--- Task material Enclosed Below ---

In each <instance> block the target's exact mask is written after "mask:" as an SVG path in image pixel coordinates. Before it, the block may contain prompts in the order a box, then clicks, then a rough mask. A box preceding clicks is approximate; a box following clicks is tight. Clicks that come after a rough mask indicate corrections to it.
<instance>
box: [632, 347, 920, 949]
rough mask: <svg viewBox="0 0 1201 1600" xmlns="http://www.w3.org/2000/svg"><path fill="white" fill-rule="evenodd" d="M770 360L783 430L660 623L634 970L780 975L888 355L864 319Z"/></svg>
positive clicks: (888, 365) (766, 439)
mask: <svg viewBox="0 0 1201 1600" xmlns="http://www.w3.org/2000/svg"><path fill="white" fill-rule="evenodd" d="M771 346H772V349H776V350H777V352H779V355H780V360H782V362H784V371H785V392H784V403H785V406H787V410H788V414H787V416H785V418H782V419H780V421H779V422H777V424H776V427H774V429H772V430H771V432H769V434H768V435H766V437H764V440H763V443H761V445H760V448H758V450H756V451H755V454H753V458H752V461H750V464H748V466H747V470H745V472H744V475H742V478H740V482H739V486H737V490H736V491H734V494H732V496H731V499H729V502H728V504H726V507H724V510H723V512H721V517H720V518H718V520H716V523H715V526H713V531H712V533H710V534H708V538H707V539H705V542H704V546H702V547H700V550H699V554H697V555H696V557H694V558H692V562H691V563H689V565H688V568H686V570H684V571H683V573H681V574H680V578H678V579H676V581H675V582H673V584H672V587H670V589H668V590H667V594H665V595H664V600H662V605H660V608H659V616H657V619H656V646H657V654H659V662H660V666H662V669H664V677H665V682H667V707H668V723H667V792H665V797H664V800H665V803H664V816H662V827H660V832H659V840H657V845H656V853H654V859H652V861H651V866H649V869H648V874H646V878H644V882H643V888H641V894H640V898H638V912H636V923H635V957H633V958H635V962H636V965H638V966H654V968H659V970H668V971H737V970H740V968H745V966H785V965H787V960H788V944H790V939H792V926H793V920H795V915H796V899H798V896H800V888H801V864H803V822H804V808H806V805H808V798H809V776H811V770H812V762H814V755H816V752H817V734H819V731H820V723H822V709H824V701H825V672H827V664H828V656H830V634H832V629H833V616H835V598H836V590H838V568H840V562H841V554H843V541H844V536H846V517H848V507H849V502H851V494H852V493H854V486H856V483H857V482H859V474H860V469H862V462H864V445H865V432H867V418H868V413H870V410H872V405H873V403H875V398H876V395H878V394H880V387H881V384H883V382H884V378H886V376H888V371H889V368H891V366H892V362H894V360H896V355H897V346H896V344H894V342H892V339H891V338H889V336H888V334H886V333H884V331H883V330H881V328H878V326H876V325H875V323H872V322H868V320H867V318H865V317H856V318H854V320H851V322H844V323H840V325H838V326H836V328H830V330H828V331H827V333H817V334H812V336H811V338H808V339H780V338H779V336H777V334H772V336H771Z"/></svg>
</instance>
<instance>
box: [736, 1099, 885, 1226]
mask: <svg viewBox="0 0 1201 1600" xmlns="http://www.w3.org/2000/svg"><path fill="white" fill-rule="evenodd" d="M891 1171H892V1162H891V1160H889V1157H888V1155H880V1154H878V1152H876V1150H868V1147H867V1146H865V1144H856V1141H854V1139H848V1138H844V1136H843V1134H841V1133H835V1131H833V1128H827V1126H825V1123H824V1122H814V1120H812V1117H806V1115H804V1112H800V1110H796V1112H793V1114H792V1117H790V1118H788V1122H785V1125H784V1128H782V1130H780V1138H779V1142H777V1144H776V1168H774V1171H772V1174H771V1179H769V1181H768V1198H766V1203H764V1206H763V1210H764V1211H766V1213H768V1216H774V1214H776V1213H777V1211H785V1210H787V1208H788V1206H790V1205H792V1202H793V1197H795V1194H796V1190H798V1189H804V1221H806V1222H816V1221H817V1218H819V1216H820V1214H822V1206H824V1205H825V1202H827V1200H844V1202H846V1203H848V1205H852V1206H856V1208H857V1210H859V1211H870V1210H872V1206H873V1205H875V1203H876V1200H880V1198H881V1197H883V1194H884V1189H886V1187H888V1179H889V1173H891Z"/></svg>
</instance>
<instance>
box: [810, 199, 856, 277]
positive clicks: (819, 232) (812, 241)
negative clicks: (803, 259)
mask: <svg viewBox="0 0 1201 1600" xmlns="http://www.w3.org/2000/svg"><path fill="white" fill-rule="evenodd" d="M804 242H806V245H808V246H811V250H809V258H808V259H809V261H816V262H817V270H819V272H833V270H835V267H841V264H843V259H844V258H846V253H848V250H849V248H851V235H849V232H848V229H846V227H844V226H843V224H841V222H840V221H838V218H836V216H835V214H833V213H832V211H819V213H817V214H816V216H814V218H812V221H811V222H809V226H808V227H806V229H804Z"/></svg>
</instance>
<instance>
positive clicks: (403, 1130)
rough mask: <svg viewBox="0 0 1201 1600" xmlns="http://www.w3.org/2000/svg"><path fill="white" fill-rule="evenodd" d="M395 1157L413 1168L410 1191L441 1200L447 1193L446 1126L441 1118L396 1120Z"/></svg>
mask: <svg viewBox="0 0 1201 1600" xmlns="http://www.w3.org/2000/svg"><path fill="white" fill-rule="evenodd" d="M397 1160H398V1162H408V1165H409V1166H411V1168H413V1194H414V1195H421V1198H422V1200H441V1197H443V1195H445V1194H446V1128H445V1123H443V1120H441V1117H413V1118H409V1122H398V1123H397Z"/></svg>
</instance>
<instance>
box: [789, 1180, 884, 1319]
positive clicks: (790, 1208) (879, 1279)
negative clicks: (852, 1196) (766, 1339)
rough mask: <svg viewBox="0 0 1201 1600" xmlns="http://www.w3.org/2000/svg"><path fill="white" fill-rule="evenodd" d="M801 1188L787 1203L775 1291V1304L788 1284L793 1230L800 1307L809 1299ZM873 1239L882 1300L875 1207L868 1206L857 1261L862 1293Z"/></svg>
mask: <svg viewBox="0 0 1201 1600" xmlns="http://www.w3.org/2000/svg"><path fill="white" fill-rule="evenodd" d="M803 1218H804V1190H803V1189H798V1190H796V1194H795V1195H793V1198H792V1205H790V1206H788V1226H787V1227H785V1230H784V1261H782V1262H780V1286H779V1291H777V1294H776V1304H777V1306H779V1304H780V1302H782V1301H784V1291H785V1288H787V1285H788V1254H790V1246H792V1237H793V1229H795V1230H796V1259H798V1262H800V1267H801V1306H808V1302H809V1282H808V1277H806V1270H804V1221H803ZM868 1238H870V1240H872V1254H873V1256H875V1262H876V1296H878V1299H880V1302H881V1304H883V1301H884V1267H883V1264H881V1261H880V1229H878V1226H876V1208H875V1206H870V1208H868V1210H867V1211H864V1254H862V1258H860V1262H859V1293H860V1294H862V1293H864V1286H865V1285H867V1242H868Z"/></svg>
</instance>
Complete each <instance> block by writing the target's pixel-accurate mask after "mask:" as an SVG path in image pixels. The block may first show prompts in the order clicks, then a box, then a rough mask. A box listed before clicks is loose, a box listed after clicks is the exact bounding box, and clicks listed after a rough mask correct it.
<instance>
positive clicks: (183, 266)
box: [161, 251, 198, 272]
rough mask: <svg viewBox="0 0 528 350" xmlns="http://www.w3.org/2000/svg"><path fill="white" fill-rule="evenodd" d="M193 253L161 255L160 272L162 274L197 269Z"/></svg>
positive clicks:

--- End of Enclosed Task material ---

• _Work request_
Starting from the top of the records and ending at the line that contains "360L783 430L660 623L634", repeat each line exactly and return only those lines.

• _Exercise answer_
In each <instance> block the target's exact mask is written after "mask:" as an SVG path in image pixel coordinates. Before it, the block may contain prompts in the order a box, then clicks, then a rough mask. A box preceding clicks is approximate; a box following clicks is tight. Clicks that come after a rough mask indicate corrections to it.
<instance>
box: [632, 347, 920, 949]
rough mask: <svg viewBox="0 0 1201 1600" xmlns="http://www.w3.org/2000/svg"><path fill="white" fill-rule="evenodd" d="M770 360L783 430L660 623L634 970L780 975L888 355L864 319Z"/></svg>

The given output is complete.